■ Given text
You may be afraid of the resulting verbose HTML related to code duplication. Don’t worry, your HTML documents have to be compressed with gzip or brotli before being sent on the network, hence a marginal impact in transfer size (if you’re not sure your website is properly using compression, audit your pages on Dareboost).

Of course, it remains true that entering all these tags is tedious. When managing responsive images, artistic direction… the markup of images can be very, very complex. So anyway, you should not enter this HTML code manually: dealing automatically with this kind of complexity should be the work of your CMS or a task of your contribution workflow whatever it is.

Mark-up an image from The Guardian, even before the implementation of a Lazy Loading

Testing the implementation

Once you’ve implemented Lazy Loading, you’ll need to test that it works. The simplest solution is, of course to run a full web performance diagnosis with Dareboost to detect if all the images outside of the viewport are lazyloaded. If it’s not the case, we’ll tell you and give you the URLs of the images for which loading can be postponed.

If you have conditioned the loading of your images to a browser or a custom event, feel free to use your report’s Waterfall to check that the loading of images follows the correct sequence. In the case of a custom event, feel free to also use a Custom Timing: you’ll be able to find the event in the Waterfall.

It may also need to do manual tests. Open your browser on the concerned webpage, open the Developper Tools and select the Network tab (every modern browser features it). Empty the network stack to better visualize new calls, then provoke the interaction meant to start the lazy loading.

Here is an example on Chrome, with the Lazy Loading activated during scrolling:

You may consider automating these tests by using browser-based tools to perform tests. Puppeteer is one of them and can be used to test the behavior of your lazy loading on Chrome or Chromium, to make sure that your real users will see your images.

To verify that crawler bots will also see your images, you can ask Google itself, using the URL Inspector tool of the Google Search Console. You will view your page exactly as fetch by Google. Just insert your URL for Googlebot to test your page and screenshot the result to confirm that your <noscript> fallback is working.


Here we are, you now know everything there is to know about Images Lazy Load, its SEO impact and the best way to get around it. Let’s trim some pages!

■ Exercise aim
Extract the passage from the text on image lazy loading, starting at "Of course, it" and ending at "can be postponed.". The records that come next are separate material unrelated to the lazy loading text.

■ Material shown
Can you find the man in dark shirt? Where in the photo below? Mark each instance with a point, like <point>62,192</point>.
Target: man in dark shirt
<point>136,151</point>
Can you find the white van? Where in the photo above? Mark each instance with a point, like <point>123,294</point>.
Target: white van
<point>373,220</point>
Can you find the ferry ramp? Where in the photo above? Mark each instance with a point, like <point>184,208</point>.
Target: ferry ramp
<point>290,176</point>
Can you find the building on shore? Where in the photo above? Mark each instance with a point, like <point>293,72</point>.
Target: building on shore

■ Answer for this exercise
Of course, it remains true that entering all these tags is tedious. When managing responsive images, artistic direction… the markup of images can be very, very complex. So anyway, you should not enter this HTML code manually: dealing automatically with this kind of complexity should be the work of your CMS or a task of your contribution workflow whatever it is.

Mark-up an image from The Guardian, even before the implementation of a Lazy Loading

Testing the implementation

Once you’ve implemented Lazy Loading, you’ll need to test that it works. The simplest solution is, of course to run a full web performance diagnosis with Dareboost to detect if all the images outside of the viewport are lazyloaded. If it’s not the case, we’ll tell you and give you the URLs of the images for which loading can be postponed.